Selection -
On August 3rd, you took part to Percuotere la Mente 2022, a festival in Rimini with a tradition of hosting artists that pick people’s mind (note: Percuotere la Mente can be loosely translated as “Shaking the Mind”). Is there any particular reason that made you accept to take part to this festival, maybe related to the meaning of the festival name? 

Didn’t know about the meaning, but now that I know I’m glad they invited me! The last couple of records I’ve been aiming at writing lyrics that make people think differently – if they want :)”


What would “shaking the mind” mean to you? 

I guess exposing yourself to new ideas or perspectives and allowing yourself to think differently.”


Have you any expectation by playing in Italy, in front of an Italian crowd?

“Not that different to other summer crowds. But I am very excited though to play in Italy since I haven’t played that often compared to other European countries.”


You were born in Sweden, but to Argentine parents who left their homeland as political activists. What did it mean to you to grow up in a Swedish mindset and at the same time live the cultural and social background of your family​?

Point annotations for photos -
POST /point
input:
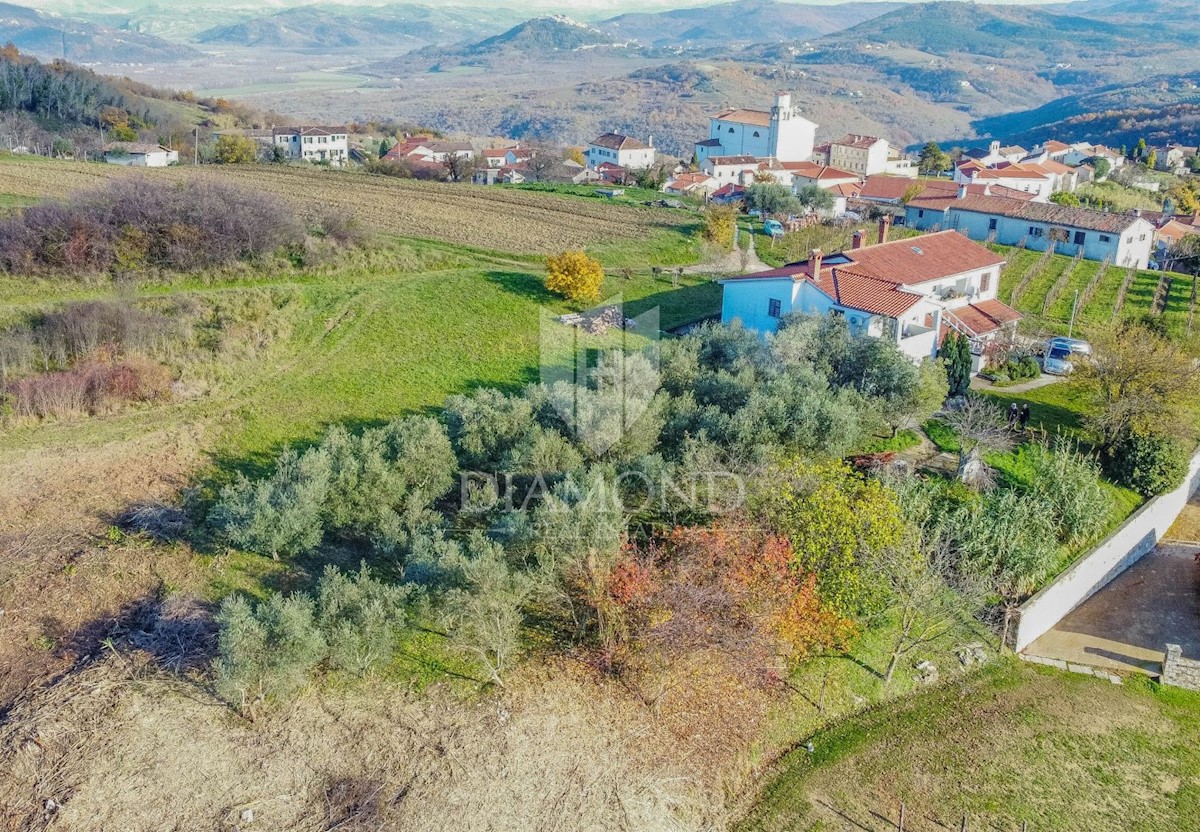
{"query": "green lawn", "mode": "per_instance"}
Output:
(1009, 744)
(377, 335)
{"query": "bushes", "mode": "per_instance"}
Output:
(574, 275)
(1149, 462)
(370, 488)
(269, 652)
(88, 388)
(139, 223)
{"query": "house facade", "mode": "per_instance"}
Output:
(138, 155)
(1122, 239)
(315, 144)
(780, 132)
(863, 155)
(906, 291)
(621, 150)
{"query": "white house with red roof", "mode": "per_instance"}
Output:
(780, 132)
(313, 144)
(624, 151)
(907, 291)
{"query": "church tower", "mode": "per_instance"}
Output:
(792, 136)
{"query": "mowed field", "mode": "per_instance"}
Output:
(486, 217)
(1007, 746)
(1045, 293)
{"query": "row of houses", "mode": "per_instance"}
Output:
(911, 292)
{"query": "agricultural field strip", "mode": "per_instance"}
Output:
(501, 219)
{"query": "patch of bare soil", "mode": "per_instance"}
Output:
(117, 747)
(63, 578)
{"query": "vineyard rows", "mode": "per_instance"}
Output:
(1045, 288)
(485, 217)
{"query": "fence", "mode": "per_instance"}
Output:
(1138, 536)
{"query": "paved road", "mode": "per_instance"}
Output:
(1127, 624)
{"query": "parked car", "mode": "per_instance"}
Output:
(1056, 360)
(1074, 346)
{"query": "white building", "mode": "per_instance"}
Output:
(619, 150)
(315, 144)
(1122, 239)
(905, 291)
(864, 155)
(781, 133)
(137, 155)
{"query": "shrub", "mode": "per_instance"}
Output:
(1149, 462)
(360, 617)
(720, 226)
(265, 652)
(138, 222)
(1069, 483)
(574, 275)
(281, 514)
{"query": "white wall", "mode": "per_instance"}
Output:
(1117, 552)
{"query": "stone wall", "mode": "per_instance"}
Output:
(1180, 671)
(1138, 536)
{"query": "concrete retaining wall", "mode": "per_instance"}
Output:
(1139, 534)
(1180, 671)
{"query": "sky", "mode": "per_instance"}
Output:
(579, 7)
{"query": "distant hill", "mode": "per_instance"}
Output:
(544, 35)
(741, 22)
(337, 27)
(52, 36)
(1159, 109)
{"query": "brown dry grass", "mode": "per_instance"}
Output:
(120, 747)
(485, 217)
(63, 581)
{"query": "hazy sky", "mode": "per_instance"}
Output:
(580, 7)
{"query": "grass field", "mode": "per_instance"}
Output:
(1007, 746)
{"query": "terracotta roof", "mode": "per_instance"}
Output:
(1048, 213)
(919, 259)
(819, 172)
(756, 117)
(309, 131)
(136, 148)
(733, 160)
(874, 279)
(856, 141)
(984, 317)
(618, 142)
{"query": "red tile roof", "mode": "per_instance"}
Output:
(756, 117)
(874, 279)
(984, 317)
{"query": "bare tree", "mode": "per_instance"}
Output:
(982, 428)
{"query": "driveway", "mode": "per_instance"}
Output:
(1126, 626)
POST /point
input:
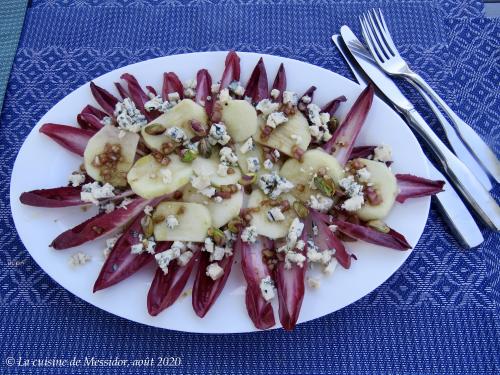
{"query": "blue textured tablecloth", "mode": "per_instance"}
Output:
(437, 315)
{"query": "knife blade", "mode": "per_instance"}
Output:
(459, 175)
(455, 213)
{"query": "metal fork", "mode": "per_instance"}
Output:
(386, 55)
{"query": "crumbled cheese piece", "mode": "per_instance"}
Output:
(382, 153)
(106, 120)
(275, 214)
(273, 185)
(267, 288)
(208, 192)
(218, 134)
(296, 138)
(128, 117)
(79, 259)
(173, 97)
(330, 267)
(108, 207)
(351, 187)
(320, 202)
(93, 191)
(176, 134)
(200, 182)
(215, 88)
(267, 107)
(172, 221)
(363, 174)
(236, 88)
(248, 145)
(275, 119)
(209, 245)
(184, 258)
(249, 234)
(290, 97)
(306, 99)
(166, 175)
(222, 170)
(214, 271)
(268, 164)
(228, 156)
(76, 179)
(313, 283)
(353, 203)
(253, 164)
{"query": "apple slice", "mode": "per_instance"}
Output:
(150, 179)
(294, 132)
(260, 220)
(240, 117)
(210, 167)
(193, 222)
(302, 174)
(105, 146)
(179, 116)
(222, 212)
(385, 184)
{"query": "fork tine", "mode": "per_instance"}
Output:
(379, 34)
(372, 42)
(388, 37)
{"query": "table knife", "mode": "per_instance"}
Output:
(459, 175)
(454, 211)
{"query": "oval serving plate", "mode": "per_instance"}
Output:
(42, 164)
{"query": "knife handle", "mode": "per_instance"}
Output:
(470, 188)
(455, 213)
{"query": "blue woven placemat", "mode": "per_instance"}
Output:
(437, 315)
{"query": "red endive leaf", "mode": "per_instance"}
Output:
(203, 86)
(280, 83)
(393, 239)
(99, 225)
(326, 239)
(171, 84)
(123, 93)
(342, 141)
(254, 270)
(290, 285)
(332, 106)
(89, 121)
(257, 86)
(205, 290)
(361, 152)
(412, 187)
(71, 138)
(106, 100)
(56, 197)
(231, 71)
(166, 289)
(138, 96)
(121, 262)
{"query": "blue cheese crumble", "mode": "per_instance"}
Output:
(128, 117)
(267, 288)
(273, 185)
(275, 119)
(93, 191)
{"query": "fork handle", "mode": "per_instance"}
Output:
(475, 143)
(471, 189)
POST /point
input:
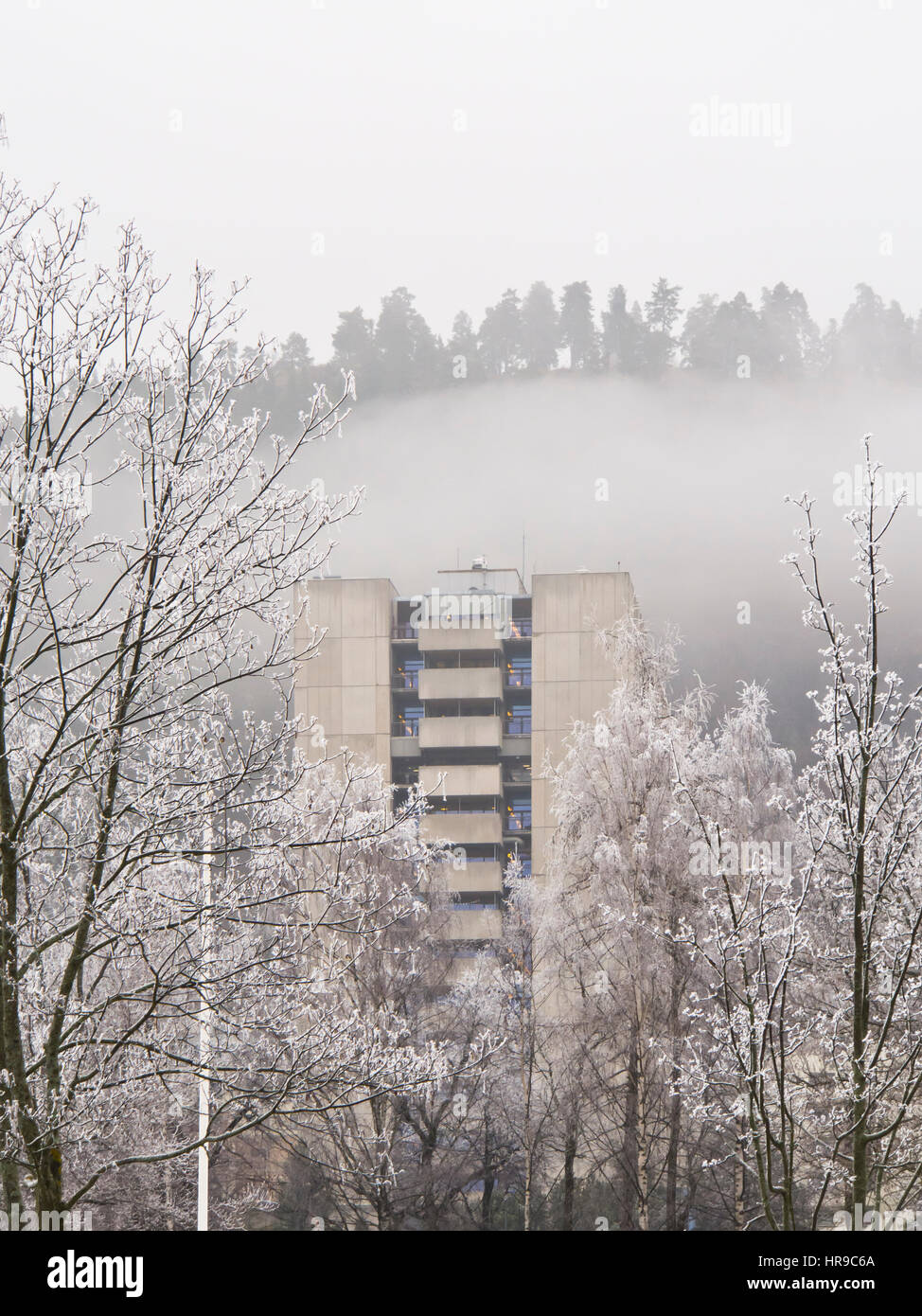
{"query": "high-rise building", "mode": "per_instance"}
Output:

Work to be completed - Return the part of the interview from "You were born" to "of your family​?", copied word for word. You won't need the records for anything here.

Exercise response -
You were born in Sweden, but to Argentine parents who left their homeland as political activists. What did it mean to you to grow up in a Swedish mindset and at the same time live the cultural and social background of your family​?